Required task:
Below are the records; reproduce all of them exactly but without any images.

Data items

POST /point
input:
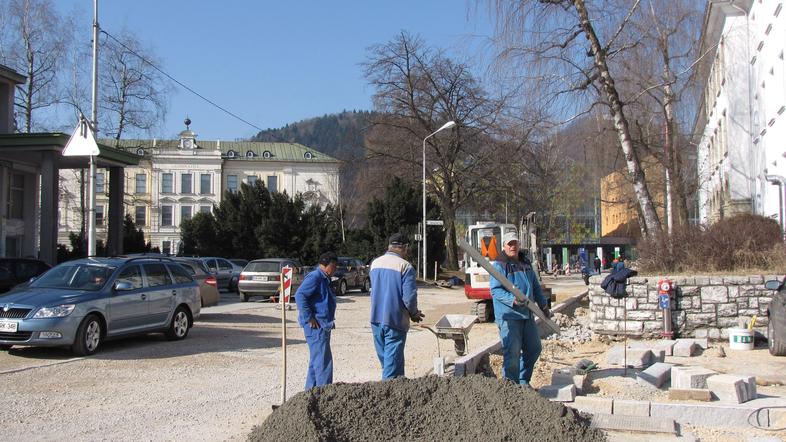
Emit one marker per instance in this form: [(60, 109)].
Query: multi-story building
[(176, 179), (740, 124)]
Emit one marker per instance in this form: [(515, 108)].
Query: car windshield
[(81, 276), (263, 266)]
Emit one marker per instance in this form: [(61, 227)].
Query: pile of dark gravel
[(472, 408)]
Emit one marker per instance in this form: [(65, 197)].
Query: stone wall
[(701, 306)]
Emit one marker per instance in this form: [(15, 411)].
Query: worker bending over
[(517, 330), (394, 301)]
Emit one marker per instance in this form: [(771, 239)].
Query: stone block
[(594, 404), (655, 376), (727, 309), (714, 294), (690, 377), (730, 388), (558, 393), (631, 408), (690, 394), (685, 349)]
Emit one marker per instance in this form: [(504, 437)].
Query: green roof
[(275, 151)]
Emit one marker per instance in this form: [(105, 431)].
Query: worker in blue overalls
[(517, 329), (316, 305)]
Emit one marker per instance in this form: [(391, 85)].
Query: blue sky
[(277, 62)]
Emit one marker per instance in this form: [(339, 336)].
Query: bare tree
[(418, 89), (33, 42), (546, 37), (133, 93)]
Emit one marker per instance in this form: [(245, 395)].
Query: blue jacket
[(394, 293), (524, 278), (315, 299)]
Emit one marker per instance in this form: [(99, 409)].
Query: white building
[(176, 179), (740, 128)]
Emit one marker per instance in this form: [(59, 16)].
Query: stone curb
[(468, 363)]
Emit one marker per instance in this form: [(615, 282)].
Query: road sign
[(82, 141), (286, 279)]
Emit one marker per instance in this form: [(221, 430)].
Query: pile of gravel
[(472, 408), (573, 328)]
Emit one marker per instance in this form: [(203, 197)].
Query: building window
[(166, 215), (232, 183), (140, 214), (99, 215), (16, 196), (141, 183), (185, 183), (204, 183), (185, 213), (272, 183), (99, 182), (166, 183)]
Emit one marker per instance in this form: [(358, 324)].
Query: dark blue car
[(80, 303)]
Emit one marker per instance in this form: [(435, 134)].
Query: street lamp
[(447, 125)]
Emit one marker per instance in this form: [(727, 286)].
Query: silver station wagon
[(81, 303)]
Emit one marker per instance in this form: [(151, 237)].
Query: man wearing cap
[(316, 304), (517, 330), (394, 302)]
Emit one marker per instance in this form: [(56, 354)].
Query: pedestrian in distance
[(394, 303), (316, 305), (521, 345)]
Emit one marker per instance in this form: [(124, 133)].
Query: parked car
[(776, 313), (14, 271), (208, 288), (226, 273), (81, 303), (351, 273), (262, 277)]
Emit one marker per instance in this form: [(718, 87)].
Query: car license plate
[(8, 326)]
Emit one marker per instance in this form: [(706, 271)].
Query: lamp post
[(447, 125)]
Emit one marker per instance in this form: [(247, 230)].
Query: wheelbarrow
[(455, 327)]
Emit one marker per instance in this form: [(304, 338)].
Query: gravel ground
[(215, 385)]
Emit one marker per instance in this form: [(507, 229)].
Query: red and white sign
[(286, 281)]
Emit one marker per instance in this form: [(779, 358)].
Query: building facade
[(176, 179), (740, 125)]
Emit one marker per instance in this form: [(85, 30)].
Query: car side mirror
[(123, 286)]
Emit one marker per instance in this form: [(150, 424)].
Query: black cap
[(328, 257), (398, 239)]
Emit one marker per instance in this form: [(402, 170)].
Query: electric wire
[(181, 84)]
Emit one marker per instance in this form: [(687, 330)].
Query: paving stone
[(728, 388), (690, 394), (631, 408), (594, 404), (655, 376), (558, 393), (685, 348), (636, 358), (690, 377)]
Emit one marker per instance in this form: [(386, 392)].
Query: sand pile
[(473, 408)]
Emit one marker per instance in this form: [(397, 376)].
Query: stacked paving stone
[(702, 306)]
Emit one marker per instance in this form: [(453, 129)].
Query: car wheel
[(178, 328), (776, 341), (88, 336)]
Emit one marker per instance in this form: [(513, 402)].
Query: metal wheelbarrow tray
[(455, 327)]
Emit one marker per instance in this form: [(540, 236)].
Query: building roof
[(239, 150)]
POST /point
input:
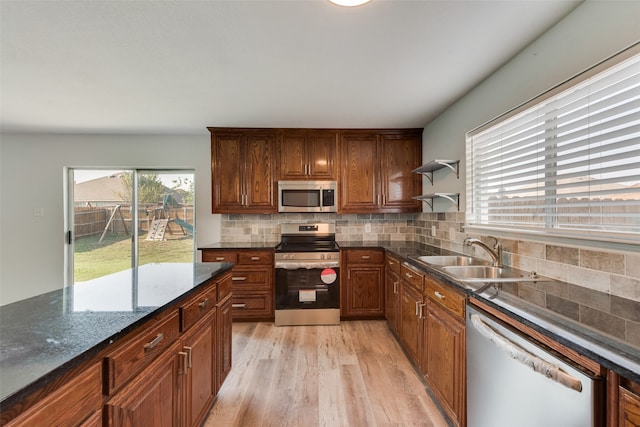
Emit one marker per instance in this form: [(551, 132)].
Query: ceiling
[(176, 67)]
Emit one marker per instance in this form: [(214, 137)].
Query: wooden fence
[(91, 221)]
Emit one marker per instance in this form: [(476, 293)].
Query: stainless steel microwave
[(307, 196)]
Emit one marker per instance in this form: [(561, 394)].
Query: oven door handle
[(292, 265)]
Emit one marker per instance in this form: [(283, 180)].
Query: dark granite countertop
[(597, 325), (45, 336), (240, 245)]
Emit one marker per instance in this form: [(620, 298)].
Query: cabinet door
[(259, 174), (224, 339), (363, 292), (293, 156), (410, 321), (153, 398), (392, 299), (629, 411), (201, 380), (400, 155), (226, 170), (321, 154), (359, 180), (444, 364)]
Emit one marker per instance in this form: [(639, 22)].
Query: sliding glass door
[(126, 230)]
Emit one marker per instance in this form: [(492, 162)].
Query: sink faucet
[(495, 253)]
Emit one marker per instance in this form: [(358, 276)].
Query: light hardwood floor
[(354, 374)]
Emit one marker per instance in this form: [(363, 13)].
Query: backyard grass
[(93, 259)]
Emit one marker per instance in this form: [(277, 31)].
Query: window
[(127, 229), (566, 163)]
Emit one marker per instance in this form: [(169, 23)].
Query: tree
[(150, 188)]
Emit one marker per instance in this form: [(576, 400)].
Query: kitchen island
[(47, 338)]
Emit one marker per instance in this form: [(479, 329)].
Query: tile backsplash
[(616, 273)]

Full solution:
POST /point
input:
Emit one marker per instance in this form: [(60, 109)].
Query: multi-story building
[(176, 179), (740, 124)]
Emit one marker per instance in this form: [(515, 108)].
Query: car windshield
[(81, 276), (263, 266)]
Emit one marker per instance in this form: [(61, 227)].
Query: pile of dark gravel
[(472, 408)]
Emit one marker per instance in this form: [(65, 197)].
Query: stone wall
[(701, 306)]
Emit one marker per instance in this form: [(15, 411)].
Query: worker bending over
[(517, 330), (394, 301)]
Emit one marker per instance in this form: [(771, 239)].
Query: stone block
[(594, 404), (655, 376), (727, 309), (714, 294), (690, 377), (730, 388), (558, 393), (631, 408), (690, 394), (685, 349)]
Emit one marker per instance in this form: [(504, 437)].
Query: green roof
[(275, 151)]
Emit one marker per instance in this form: [(105, 431)].
Query: worker in blue overalls
[(517, 329), (316, 305)]
Emit one marker per instance in this form: [(391, 85)].
Query: blue sky
[(277, 62)]
Emit one marker per instance in this form: [(339, 336)].
Query: bare tree
[(418, 89), (33, 42), (546, 37), (133, 93)]
Emit one marker per instance in this form: [(245, 395)].
Query: blue jacket
[(394, 293), (524, 278), (315, 299)]
Emit one marker per instance in this form: [(99, 409)].
Query: white building
[(176, 179), (740, 128)]
Emit one marker per instance in this form: [(59, 16)].
Query: stone curb
[(468, 363)]
Emit one marker per instance in this form: [(615, 282)].
Query: road sign
[(82, 141), (286, 279)]
Emit one marker per instance in this form: [(221, 430)].
Query: pile of gravel
[(472, 408), (573, 328)]
Emit one marker per instance in this form: [(203, 197)].
Query: building window
[(166, 215), (232, 183), (140, 214), (99, 215), (16, 196), (141, 183), (185, 183), (204, 183), (185, 213), (272, 183), (99, 182), (166, 183)]
Emit one marker per instance in this form: [(358, 324)].
Query: dark blue car
[(80, 303)]
Emit one marker per instance in this form: [(435, 134)].
Query: street lamp
[(447, 125)]
Emit one marker per instance in this form: [(727, 286)].
Query: silver station wagon
[(81, 303)]
Emit one marker per instance in this form: [(151, 237)].
Query: man wearing cap
[(316, 304), (517, 330), (394, 302)]
Emit one marker per instance in this form: [(56, 354)].
Query: pedestrian in distance
[(394, 303), (316, 305), (521, 345)]
Emit one marker per instance in this form: [(124, 133)].
Query: parked car
[(776, 313), (14, 271), (208, 288), (226, 273), (81, 303), (351, 273), (262, 277)]
Emit one marker per instance in this form: [(718, 87)].
Query: car license plate
[(8, 326)]
Emit one marker per instance in this form: [(706, 271)].
Query: lamp post
[(447, 125)]
Emit one marker per instance in this form: [(247, 230)].
Query: wheelbarrow
[(455, 327)]
Emit one marker per instance in this form: [(304, 338)].
Query: gravel ground
[(215, 385)]
Emit one marker per instance in this form: [(507, 229)].
Query: red and white sign
[(286, 281)]
Emit one marker per instance in this form: [(779, 358)].
Query: building facade
[(176, 179), (740, 125)]
Emit one marker per instance in this form: [(85, 30)].
Query: car side mirror
[(123, 286)]
Emit one marker per instance in this form: [(150, 424)].
Query: black cap
[(328, 257), (398, 239)]
Emit one marker per instance in this form: [(402, 170)].
Query: electric wire
[(181, 84)]
Emit one marker per instance in this form: [(687, 330)].
Query: paving stone
[(728, 388), (690, 394), (631, 408), (594, 404), (655, 376), (558, 393), (685, 348), (636, 358), (690, 377)]
Emit one marker per instance in this form: [(386, 392)].
Query: sand pile
[(473, 408)]
Emit one marker per instance in this form: [(397, 376)].
Query: stacked paving stone
[(702, 306)]
Emit one marker per instance in this form: [(453, 129)].
Query: car wheel
[(178, 328), (776, 341), (88, 336)]
Emit one marker per instance in this form: [(513, 402)].
Query: metal wheelbarrow tray
[(455, 327)]
Emit one marker per instance in this form: [(540, 236)].
Query: building roof
[(239, 150)]
POST /point
input:
Emit one marker per instance in this form: [(551, 132)].
Query: ceiling
[(176, 67)]
Emit one marker per instance in this form: [(214, 137)].
Query: wooden fence
[(91, 221)]
Emit one marker per instance in this form: [(476, 293)].
Query: stainless steel microwave
[(307, 196)]
Emit one marker per instance in this form: [(561, 394)].
Query: oven door handle
[(292, 265)]
Emit one marker per instance in this form: [(283, 180)].
Query: dark granite countertop
[(597, 325), (45, 336), (240, 245)]
Emit one marker per instance in this form: [(620, 298)].
Query: cabinet door
[(259, 174), (224, 339), (363, 292), (293, 156), (410, 321), (153, 398), (392, 299), (629, 411), (201, 380), (400, 155), (226, 170), (321, 154), (359, 180), (444, 364)]
Emit one marker per instance in this form: [(639, 22)].
Query: sliding glass door
[(126, 230)]
Emit one marker per instance in this form: [(492, 162)].
Query: sink faucet
[(495, 253)]
Emit one marker per instance in this form: [(358, 276)].
Query: light hardwood floor
[(354, 374)]
Emit one marker per instance in this form: [(363, 13)].
Query: backyard grass
[(93, 259)]
Emit one marker per instance in this form: [(277, 31)].
Query: window
[(127, 229), (566, 163)]
Emit one marker per instance in this form: [(169, 23)].
Query: tree
[(150, 188)]
Emit one marker per instance in this form: [(576, 400)].
Query: kitchen island
[(47, 338)]
Emit one marker per instance in this form: [(479, 329)].
Query: tile backsplash
[(616, 273)]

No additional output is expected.